# Objective A
Answer these questions using the SXPath documentation below:
(i) Which XPath operation does node-or correspond to?
(ii) Which XPath axis does node-closure implement?
(iii) What is txpath?
# Objective B
Repeat word for word the part of the SXPath documentation below that opens with the words containing "node-reduce:: [LocPath] ->" and closes with "Function: node-closure test-pred?".

# Selected extract
════

Similar to select-kids but apply to the Node itself rather than to its children. The resulting Nodeset will contain either one component, or will be empty (if the Node failed the Pred).

Function: node-join . selectors

{sxml.sxpath}

 node-join:: [LocPath] -> Node|Nodeset -> Nodeset, or
 node-join:: [Converter] -> Converter

join the sequence of location steps or paths as described in the title comments above.

Function: node-reduce . converters

{sxml.sxpath}

 node-reduce:: [LocPath] -> Node|Nodeset -> Nodeset, or
 node-reduce:: [Converter] -> Converter

A regular functional composition of converters. From a different point of view, ((apply node-reduce converters) nodeset) is equivalent to (foldl apply nodeset converters) i.e., folding, or reducing, a list of converters with the nodeset as a seed.

Function: node-or . converters

{sxml.sxpath}

 node-or:: [Converter] -> Converter

This combinator applies all converters to a given node and produces the union of their results. This combinator corresponds to a union, ’|’ operation for XPath location paths.

Function: node-closure test-pred?

{sxml.sxpath}

 node-closure:: Converter -> Converter

Select all descendants of a node that satisfy a converter-predicate. This combinator is similar to select-kids but applies to grand... children as well. This combinator implements the "descendant::" XPath axis. Conceptually, this combinator can be expressed as

 (define (node-closure f)
      (node-or
        (select-kids f)
         (node-reduce (select-kids (ntype?? '*)) (node-closure f))))

This definition, as written, looks somewhat like a fixpoint, and it will run forever. It is obvious however that sooner or later (select-kids (ntype?? '*)) will return an empty nodeset. At this point further iterations will no longer affect the result and can be stopped.


12.60.2 SXPath query language

Function: sxpath abbrpath . ns-binding

{sxml.sxpath} Evaluates an abbreviated SXPath. Returns a procedure that when applied on a node or nodeset will return a nodeset matching the given path.

 sxpath:: AbbrPath -> Converter, or
 sxpath:: AbbrPath -> Node|Nodeset -> Nodeset

AbbrPath is a list or a string. If it is a list, it is translated to the full SXPath according to the following rewriting rules. More informal explanation follows shortly. If it is a string, it is an XPath query.

Note that these are abstract rules to show how it works, and not the running code examples. The nonterminals sxpath1 and sxpathr don’t exist as APIs. The term txpath is an internal function that interprets XPath query given as a string.

════

Location labeling records
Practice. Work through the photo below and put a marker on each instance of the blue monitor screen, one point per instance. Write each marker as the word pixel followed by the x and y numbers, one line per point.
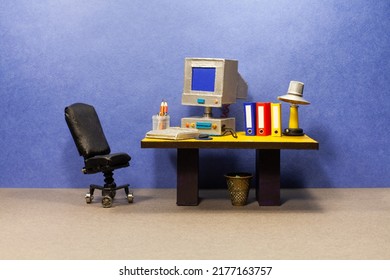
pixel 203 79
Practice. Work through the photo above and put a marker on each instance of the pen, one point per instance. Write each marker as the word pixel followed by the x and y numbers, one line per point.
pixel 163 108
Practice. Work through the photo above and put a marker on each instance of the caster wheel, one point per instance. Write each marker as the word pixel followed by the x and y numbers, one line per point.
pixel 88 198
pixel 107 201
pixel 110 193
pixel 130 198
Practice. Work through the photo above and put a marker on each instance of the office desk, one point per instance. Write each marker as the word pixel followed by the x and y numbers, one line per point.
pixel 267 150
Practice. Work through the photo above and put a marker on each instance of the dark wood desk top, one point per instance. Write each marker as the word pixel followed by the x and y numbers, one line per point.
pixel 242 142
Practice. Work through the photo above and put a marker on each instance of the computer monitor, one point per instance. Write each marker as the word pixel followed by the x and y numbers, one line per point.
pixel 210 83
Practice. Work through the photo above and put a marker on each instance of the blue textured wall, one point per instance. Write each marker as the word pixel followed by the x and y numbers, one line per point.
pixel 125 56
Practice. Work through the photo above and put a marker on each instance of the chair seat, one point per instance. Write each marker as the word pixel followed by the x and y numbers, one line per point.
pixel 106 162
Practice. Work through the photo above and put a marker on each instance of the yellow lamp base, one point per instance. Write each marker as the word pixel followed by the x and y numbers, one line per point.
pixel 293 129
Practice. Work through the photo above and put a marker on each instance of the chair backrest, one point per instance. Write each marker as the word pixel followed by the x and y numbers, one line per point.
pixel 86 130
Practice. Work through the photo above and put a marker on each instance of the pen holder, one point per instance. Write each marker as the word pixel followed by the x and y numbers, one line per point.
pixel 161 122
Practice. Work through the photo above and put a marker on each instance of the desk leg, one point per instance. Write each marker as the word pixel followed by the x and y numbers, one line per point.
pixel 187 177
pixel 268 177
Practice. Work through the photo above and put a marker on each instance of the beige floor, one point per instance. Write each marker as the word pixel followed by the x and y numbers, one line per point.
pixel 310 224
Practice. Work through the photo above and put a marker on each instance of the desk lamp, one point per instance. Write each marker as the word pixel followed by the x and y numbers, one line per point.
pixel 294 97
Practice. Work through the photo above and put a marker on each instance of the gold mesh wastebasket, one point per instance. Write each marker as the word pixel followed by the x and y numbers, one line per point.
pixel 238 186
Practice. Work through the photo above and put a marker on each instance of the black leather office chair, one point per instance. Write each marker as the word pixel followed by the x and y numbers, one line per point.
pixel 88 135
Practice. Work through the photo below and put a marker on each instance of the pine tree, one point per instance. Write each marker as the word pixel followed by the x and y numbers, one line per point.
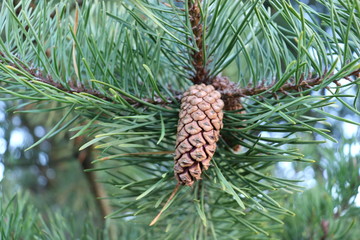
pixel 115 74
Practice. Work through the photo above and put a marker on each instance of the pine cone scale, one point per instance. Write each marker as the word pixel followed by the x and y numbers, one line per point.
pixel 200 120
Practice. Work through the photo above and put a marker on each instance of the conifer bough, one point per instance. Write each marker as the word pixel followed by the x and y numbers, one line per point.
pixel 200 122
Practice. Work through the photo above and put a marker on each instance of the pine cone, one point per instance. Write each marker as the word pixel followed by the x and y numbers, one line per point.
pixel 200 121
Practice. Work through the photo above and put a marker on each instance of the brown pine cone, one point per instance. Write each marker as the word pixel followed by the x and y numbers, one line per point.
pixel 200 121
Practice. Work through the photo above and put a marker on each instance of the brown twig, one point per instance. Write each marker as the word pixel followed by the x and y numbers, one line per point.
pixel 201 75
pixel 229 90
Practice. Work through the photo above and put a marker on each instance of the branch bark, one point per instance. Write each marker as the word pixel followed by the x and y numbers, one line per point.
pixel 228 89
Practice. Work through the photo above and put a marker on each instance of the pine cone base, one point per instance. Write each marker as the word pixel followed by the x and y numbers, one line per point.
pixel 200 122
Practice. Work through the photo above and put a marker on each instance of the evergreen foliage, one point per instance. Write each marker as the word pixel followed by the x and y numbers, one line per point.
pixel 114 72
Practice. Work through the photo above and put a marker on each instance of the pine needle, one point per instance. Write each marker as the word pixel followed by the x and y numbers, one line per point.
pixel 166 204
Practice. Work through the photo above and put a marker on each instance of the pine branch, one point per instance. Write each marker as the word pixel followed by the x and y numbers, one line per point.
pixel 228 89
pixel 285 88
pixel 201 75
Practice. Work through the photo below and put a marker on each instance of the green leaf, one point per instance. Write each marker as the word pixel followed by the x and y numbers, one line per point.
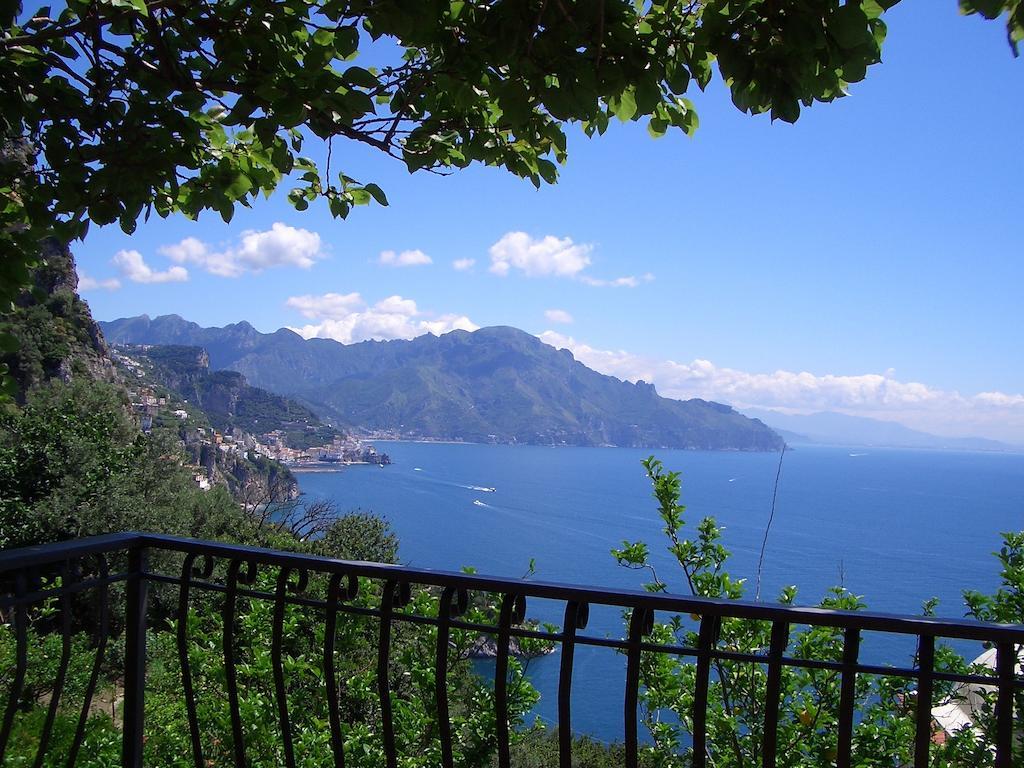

════

# Full output A
(i) The union, ’|’ operation for XPath location paths.
(ii) The "descendant::" axis.
(iii) An internal function that interprets an XPath query given as a string.

# Full output B
node-reduce:: [LocPath] -> Node|Nodeset -> Nodeset, or
 node-reduce:: [Converter] -> Converter

A regular functional composition of converters. From a different point of view, ((apply node-reduce converters) nodeset) is equivalent to (foldl apply nodeset converters) i.e., folding, or reducing, a list of converters with the nodeset as a seed.

Function: node-or . converters

{sxml.sxpath}

 node-or:: [Converter] -> Converter

This combinator applies all converters to a given node and produces the union of their results. This combinator corresponds to a union, ’|’ operation for XPath location paths.

Function: node-closure test-pred?